▶ _Objective_
Copy out every one of the entries below word for word, omitting the pictures.

▶ _Raw data_
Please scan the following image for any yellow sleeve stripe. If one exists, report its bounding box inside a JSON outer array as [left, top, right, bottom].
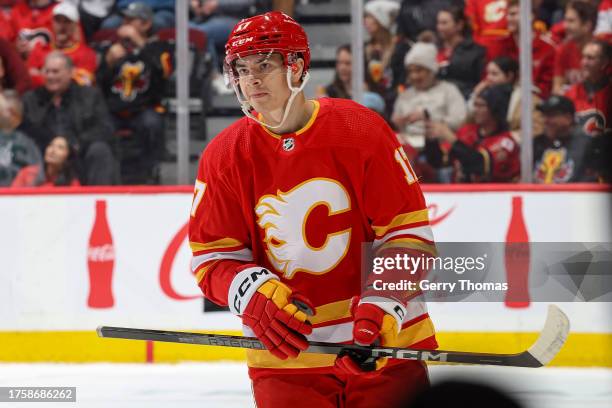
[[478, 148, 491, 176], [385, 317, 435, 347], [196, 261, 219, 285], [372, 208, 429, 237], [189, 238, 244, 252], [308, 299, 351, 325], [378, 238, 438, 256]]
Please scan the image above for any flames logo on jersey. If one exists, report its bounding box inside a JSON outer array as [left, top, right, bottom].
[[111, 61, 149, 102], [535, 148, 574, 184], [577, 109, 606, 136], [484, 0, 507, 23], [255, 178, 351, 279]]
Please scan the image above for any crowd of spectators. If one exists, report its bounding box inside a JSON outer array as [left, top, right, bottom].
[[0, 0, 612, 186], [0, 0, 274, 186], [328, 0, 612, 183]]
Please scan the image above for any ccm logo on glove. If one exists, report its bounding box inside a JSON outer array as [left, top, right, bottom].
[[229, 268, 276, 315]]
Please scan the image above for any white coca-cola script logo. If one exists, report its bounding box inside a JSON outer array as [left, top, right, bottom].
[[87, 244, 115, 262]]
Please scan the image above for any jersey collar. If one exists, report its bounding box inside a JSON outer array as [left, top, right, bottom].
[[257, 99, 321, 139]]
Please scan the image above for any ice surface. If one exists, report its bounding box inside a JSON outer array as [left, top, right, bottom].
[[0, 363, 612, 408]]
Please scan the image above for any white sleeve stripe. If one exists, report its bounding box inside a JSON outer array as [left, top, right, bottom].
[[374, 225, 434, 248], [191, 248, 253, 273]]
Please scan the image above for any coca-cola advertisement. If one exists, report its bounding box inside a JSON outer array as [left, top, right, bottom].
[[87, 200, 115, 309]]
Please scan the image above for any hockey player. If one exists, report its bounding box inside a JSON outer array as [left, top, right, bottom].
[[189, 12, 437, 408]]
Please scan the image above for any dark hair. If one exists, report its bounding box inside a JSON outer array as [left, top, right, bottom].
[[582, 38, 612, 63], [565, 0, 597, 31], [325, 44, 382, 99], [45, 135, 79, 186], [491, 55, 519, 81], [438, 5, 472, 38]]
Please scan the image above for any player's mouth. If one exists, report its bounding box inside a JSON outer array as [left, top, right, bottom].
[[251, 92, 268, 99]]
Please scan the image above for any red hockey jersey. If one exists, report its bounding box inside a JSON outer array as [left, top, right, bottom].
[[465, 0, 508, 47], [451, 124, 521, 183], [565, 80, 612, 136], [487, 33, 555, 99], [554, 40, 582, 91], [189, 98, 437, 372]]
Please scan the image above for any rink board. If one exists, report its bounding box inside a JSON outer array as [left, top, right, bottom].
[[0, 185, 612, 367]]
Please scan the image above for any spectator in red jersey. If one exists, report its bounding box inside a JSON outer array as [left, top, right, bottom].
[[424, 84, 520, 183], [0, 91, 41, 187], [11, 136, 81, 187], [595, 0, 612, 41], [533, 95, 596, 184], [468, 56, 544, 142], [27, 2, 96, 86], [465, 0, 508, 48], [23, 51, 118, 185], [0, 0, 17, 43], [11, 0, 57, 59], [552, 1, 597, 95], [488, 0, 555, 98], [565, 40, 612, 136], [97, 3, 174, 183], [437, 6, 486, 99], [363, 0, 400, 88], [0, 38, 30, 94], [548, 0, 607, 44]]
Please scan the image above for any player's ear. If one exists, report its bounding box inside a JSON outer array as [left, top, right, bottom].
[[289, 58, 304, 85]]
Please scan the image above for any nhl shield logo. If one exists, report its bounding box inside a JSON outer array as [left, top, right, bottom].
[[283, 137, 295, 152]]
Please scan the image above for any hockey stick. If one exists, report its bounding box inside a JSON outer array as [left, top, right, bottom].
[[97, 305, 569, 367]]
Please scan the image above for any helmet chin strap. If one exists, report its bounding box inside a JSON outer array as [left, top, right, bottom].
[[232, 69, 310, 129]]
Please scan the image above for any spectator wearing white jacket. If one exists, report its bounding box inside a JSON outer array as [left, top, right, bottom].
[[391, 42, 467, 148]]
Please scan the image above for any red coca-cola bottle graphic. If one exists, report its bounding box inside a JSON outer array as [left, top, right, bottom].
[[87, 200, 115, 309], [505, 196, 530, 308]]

▶ _Solution_
Please scan the following image for any yellow sleeve stripe. If one exists, report its bounding box inside a JSON outer array as [left, top, right, bottom].
[[478, 148, 491, 176], [385, 317, 435, 347], [196, 261, 219, 285], [372, 208, 429, 237], [189, 238, 244, 252], [308, 299, 351, 325], [378, 238, 438, 256]]
Please scan the image above for any flames logo on jersey. If one exists, report its bounding box inside a JSON outer array as [left, top, right, bottom].
[[111, 61, 149, 102], [535, 148, 574, 184], [577, 109, 606, 136], [484, 0, 507, 23], [255, 178, 351, 279]]
Please scan the image above for any crowd of spectators. If one exists, report its bounding box inside a JSON outer array as [left, top, right, bottom].
[[0, 0, 612, 186], [0, 0, 274, 186], [328, 0, 612, 183]]
Please scan the image above for any ccm logo on glove. If one exists, report its bounding box inside a JSON outer array as [left, top, right, bottom].
[[229, 268, 276, 315]]
Please scan the image above for any white coca-cola script logo. If one exists, report its bounding box inside a JSON outer array as [left, top, right, bottom].
[[87, 244, 115, 262]]
Please scan the image above for any jersey collar. If one exists, report its bounding box inside a JSON outer array as [left, top, right, bottom].
[[257, 99, 321, 139]]
Please scan the image above for any ice surface. If one exists, report its bounding box inside a JSON outer array as [left, top, right, bottom].
[[0, 363, 612, 408]]
Please scan the image above for any white sleeve stripe. If one exists, report its bounding box inside a JSON outer array as [left, top, right, bottom].
[[374, 225, 434, 248], [191, 248, 253, 273]]
Please scan the image above for any coca-cola advertisement. If one exists, report its bounding box inside a JSON outer array as [left, top, right, bottom].
[[87, 200, 115, 309]]
Please scan the image above for any hockey player. If one exists, report its bounding box inside a JSON outer array as [left, top, right, bottom].
[[189, 12, 437, 408]]
Please scan the image above for any dark hair. If one exists, report its bounding box inside a JSON outer array as [left, top, right, bottom].
[[582, 38, 612, 63], [565, 0, 597, 31], [325, 44, 382, 99], [45, 135, 79, 186], [491, 55, 519, 81], [438, 5, 472, 38]]
Please scan the image above for any player's mouth. If one exists, report its bounding box inside a JSON outer array as [left, top, right, bottom].
[[251, 92, 268, 99]]
Please scan the image above for any red hockey jersey. If one exists, report its bounding box inside a JSON outer array as [left, top, right, bottom].
[[465, 0, 508, 47], [451, 124, 521, 183], [565, 80, 612, 136], [487, 33, 555, 99], [554, 40, 582, 91], [189, 98, 437, 372]]
Please scan the image above for any rink board. If one exists, report its bounding box inside a JSON outer array as [left, top, right, bottom].
[[0, 185, 612, 367]]
Please scan the image above for any spectator in red jersey. If one exists, report its bounding box inside a JSON outer array as [left, top, right, bottom].
[[424, 84, 520, 183], [0, 91, 41, 187], [11, 136, 81, 187], [595, 0, 612, 41], [533, 95, 596, 184], [468, 56, 544, 142], [27, 2, 96, 86], [465, 0, 508, 48], [23, 51, 118, 185], [0, 0, 17, 43], [11, 0, 57, 59], [552, 1, 597, 95], [488, 0, 555, 98], [565, 40, 612, 136], [97, 3, 174, 183], [437, 6, 486, 99], [363, 0, 400, 88], [0, 38, 30, 94], [548, 0, 607, 44]]
Please scan the image above for any player's ear. If one exists, report its bounding box inside a JSON outer array as [left, top, right, bottom].
[[289, 58, 304, 85]]
Please scan the image above for any nhl shield logo. If one exists, report its bounding box inside a JSON outer array as [left, top, right, bottom].
[[283, 137, 295, 152]]
Please scan the image above for any hockey stick. If one exists, report its bounding box inside a JSON outer array as [left, top, right, bottom].
[[97, 305, 569, 367]]
Please scan the image above for any helmet chin strap. If one exists, report its bounding box inside a JSON outer array as [left, top, right, bottom].
[[232, 69, 310, 129]]
Please scan the image above for any spectator wearing white jacket. If one exists, report its bounding box inside a JSON outer array as [left, top, right, bottom].
[[391, 42, 467, 148]]
Please scan the image above for any red coca-cola bottle graphic. If one exists, report its bounding box inside a JSON outer array as [left, top, right, bottom].
[[87, 200, 115, 309], [505, 196, 530, 308]]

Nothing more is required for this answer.